▶ [TEXTO DA PÁGINA]
· · · · · · ·

Agora todos sabemos da
fragilidade dos sistemas de proteção social e que daqui a uns anos a sua
falência está prevista.
Agora todos sabemos que é
necessário precavermo-nos dessa situação futura e os regimes privados de
proteção social deverão ser rapidamente promovidos.
Se eu tivesse sabido há 30 anos,
quando comecei a trabalhar e a descontar para a reforma, que esta não seria por
inteiro, como a dos meus pais e do meu irmão mais velho felizmente foram, ter-me-ia
precavido com um plano de pensão privado. Sendo funcionária pública esse plano
de pensão privado seria mais um encargo/redução salarial a acrescentar aos que
já sofri, pois o estado obriga-me mensalmente a descontar para a reforma dos
outros. A solidariedade é provavelmente o valor que mais prezo e ao longo da
minha vida de trabalho senti, sinto e sentirei que devo contribuir para o
bem-estar de todos aqueles que trabalharam e que me proporcionaram a qualidade
de vida de que agora usufruo (usufruía). De igual modo esperaria que no futuro
outros o fizessem por mim e por todos aqueles que estão agora no ativo. Engano!
Com a crise há menos nascimentos, com a crise há mais desemprego, e daqui a
duas dezenas de anos haverá menos gente no ativo e a minha reforma reduzida em 40%
não me permitirá pagar a alimentação quanto mais os medicamentos.
E a perversidade de tudo isto! Culpar
unicamente o aumento da esperança de vida da crise da segurança social que
agora se faz sentir. Foi a melhoria dos cuidados médicos, dos cuidados
alimentares e das condições higieno-sanitárias, que muito contribuíram para o
aumento da esperança de vida e agora com a crise vai-se assistir ao deteriorar
de todas essas condições e provavelmente ao aumento da mortalidade média da
população.
Não sei qual foi a razão primeira
e os fatores considerados quando se estabeleceu uma idade para a reforma nos
países com regimes de proteção social. É um facto que nas profissões de
desgaste rápido a idade de reforma é antecipada em relação à das outras
profissões. Não é o caso da minha profissão.
A relação entre duração da
atividade laboral e o tempo de atribuição da pensão é do tipo olho por olho dente por dente mas parece-me
ser o critério mais justo.
Por acaso gosto do que faço e não
sou daquelas pessoas que “está morta” por ver chegar a reforma para fazer o que
gosta. Estou, no entanto, consciente de que as minhas capacidades intelectuais
e resistência física têm vindo a diminuir e ainda só tenho 53 anos. Não sei se
há uma relação diretamente proporcional entre a esperança da vida e as
capacidades intelectuais e/ou físicas, a não ser, claro, na hora da morte.

· · · · · · ·

(Dados de localização com um ponto por instância)
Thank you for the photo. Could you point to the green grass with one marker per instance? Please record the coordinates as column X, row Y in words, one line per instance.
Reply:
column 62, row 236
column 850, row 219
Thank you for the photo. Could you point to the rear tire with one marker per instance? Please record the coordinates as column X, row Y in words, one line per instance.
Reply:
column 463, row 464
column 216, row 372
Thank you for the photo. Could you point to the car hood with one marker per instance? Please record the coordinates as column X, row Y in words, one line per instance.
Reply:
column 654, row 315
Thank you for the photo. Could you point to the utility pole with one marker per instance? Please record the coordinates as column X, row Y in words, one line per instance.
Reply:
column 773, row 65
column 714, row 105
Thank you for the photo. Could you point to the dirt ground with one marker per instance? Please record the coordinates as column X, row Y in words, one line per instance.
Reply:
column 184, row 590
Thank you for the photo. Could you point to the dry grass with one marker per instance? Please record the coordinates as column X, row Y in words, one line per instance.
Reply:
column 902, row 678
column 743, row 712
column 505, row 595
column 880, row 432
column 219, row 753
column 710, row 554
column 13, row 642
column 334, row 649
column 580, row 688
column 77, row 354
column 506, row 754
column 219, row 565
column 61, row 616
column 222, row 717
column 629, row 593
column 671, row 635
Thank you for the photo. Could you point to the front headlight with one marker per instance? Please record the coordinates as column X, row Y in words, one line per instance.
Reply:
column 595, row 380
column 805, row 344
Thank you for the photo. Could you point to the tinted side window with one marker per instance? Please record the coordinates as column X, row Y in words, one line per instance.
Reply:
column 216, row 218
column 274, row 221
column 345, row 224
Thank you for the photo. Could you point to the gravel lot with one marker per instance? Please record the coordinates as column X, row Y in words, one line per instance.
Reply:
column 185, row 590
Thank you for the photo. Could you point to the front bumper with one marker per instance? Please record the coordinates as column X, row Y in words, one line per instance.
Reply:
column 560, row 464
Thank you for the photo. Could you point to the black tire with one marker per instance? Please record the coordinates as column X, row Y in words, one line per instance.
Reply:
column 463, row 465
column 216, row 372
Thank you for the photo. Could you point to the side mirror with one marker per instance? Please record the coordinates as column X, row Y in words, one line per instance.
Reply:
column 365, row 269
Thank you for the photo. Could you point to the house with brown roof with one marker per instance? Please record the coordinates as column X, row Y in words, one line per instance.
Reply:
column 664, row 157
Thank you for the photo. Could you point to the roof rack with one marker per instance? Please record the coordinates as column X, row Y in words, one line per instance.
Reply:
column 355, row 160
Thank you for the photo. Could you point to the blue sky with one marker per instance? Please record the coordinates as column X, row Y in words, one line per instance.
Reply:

· · · · · · ·

▶ [EXERCÍCIOS PROPOSTOS]
(1) Reescreva o trecho do texto sobre a reforma que começa em "E a perversidade" e termina em "da minha profissão.", trocando "perversidade" por "injustiça".
(2) Resuma o texto sobre a reforma em duas frases.

▶ [RESPOSTAS POR ALÍNEA]
(1)
E a injustiça de tudo isto! Culpar
unicamente o aumento da esperança de vida da crise da segurança social que
agora se faz sentir. Foi a melhoria dos cuidados médicos, dos cuidados
alimentares e das condições higieno-sanitárias, que muito contribuíram para o
aumento da esperança de vida e agora com a crise vai-se assistir ao deteriorar
de todas essas condições e provavelmente ao aumento da mortalidade média da
população.
Não sei qual foi a razão primeira
e os fatores considerados quando se estabeleceu uma idade para a reforma nos
países com regimes de proteção social. É um facto que nas profissões de
desgaste rápido a idade de reforma é antecipada em relação à das outras
profissões. Não é o caso da minha profissão.

(2) Quem escreve afirma que os sistemas de proteção social são frágeis e teme que, com menos nascimentos e mais desemprego por causa da crise, a sua reforma reduzida em 40% não lhe permita pagar sequer a alimentação. Critica também que se culpe unicamente o aumento da esperança de vida pela crise da segurança social e considera que a relação entre a duração da atividade laboral e o tempo de atribuição da pensão é o critério mais justo.